> WHAT YOU WILL DO: Quote all of the records below word for word, and leave the picture out of your answer.

— Begin TASK INPUT —

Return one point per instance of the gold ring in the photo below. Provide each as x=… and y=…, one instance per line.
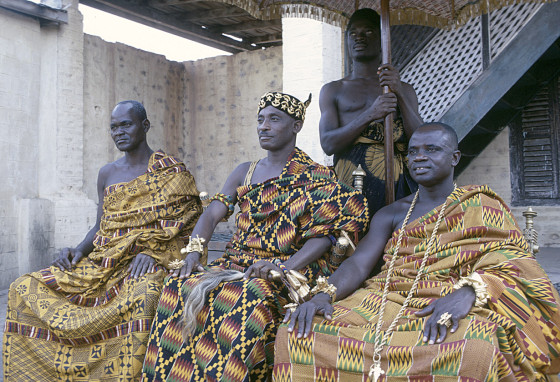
x=291, y=307
x=445, y=319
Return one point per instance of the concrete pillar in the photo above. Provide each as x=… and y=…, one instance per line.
x=35, y=234
x=312, y=57
x=61, y=131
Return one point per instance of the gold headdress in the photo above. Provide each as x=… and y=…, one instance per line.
x=285, y=102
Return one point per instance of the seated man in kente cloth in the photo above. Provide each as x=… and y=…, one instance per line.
x=460, y=297
x=88, y=316
x=290, y=208
x=353, y=110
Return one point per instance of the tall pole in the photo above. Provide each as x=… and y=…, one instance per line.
x=389, y=148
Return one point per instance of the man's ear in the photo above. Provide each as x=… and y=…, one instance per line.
x=298, y=125
x=455, y=158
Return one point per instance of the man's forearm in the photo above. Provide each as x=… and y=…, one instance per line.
x=409, y=112
x=312, y=250
x=86, y=246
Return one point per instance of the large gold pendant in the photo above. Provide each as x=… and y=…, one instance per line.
x=375, y=371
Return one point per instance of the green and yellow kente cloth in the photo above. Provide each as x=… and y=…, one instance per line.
x=236, y=329
x=369, y=152
x=92, y=323
x=516, y=337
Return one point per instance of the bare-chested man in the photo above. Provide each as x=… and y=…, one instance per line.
x=88, y=316
x=353, y=109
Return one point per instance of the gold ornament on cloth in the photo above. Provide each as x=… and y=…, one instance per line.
x=445, y=319
x=375, y=370
x=324, y=286
x=286, y=103
x=176, y=264
x=195, y=245
x=296, y=283
x=479, y=286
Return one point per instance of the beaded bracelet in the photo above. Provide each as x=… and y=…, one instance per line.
x=227, y=200
x=280, y=265
x=479, y=286
x=324, y=286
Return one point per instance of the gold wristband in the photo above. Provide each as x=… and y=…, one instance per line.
x=479, y=286
x=195, y=245
x=324, y=286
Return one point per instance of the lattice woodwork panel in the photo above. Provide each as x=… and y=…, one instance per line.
x=505, y=23
x=442, y=71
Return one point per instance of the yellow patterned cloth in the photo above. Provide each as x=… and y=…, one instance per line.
x=92, y=323
x=515, y=337
x=285, y=102
x=235, y=330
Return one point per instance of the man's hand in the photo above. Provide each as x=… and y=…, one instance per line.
x=261, y=269
x=141, y=264
x=383, y=105
x=389, y=76
x=458, y=304
x=192, y=263
x=303, y=315
x=68, y=258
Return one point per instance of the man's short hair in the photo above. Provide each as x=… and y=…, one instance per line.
x=137, y=108
x=451, y=133
x=367, y=14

— End TASK INPUT —

> RESULT OF THIS TASK:
Return one point per instance of the gold ring in the photo below. Provide each as x=… and y=…, one instance per line.
x=291, y=307
x=445, y=319
Return one point per instance of the concrete pillar in the photo above. Provide each as x=… and y=…, one instance per line.
x=35, y=234
x=312, y=57
x=61, y=131
Return one point per instance of the gold headdress in the photo above. Provide each as x=… and y=…, one instance per line.
x=285, y=102
Return one point per instance of the seated man in kente cloth in the photo above. Provide each as x=… and y=…, one instance per line.
x=460, y=297
x=88, y=316
x=290, y=208
x=353, y=110
Return one point per instance of the tall pole in the photo above. Provide each as x=… and y=…, one instance per line.
x=389, y=148
Return one point per instance of the man's ear in the photo above. Provide each as x=… and y=…, one instance per line.
x=298, y=125
x=455, y=158
Return one point per instance of the man's forearm in the photo above. Provide each as x=… and y=…, one instance per line.
x=409, y=112
x=312, y=250
x=86, y=246
Return one point per instance of the large gold pendant in the photo above. Provide each as x=… and y=…, one instance per line.
x=375, y=371
Return one point per instance of the green and yellow kente cloth in the photo above. Provide each as x=… and y=…, one instance per line.
x=236, y=329
x=369, y=152
x=92, y=323
x=516, y=337
Return one point per instance of the bare-chested man in the photo above. Provide each as x=… and y=…, one instance per line.
x=88, y=316
x=353, y=109
Return one point per instance of the gold ornament on cloth in the photo above. Provide each as x=… and y=…, one instance per line.
x=445, y=319
x=375, y=370
x=324, y=286
x=286, y=103
x=176, y=264
x=195, y=245
x=296, y=283
x=479, y=286
Return one point per instance of the beaded bracelet in the photo above. Provide each as x=… and y=…, one instance per line.
x=227, y=200
x=280, y=265
x=479, y=286
x=324, y=286
Return one point per instance of the gold wristband in the photo above. Provide each as x=… and y=…, one instance per line.
x=479, y=286
x=195, y=245
x=324, y=286
Return one point per instance of the lattice woodwork panel in the photo above. Provide each as x=… and y=…, one instance per line.
x=505, y=23
x=442, y=71
Return one point per instance of the yellow patterned cloth in the photo above. Provide each as x=… and y=…, one instance per line.
x=92, y=323
x=515, y=337
x=285, y=102
x=235, y=330
Return one point per instance of the man's hand in the photo above. Provide each as x=… and y=…, one instance per line.
x=261, y=269
x=141, y=264
x=383, y=105
x=389, y=76
x=458, y=304
x=192, y=263
x=303, y=315
x=68, y=258
Return one point per instance of the man's short hair in the photo above. Provide each as x=… and y=…, one instance per line.
x=137, y=108
x=451, y=133
x=367, y=14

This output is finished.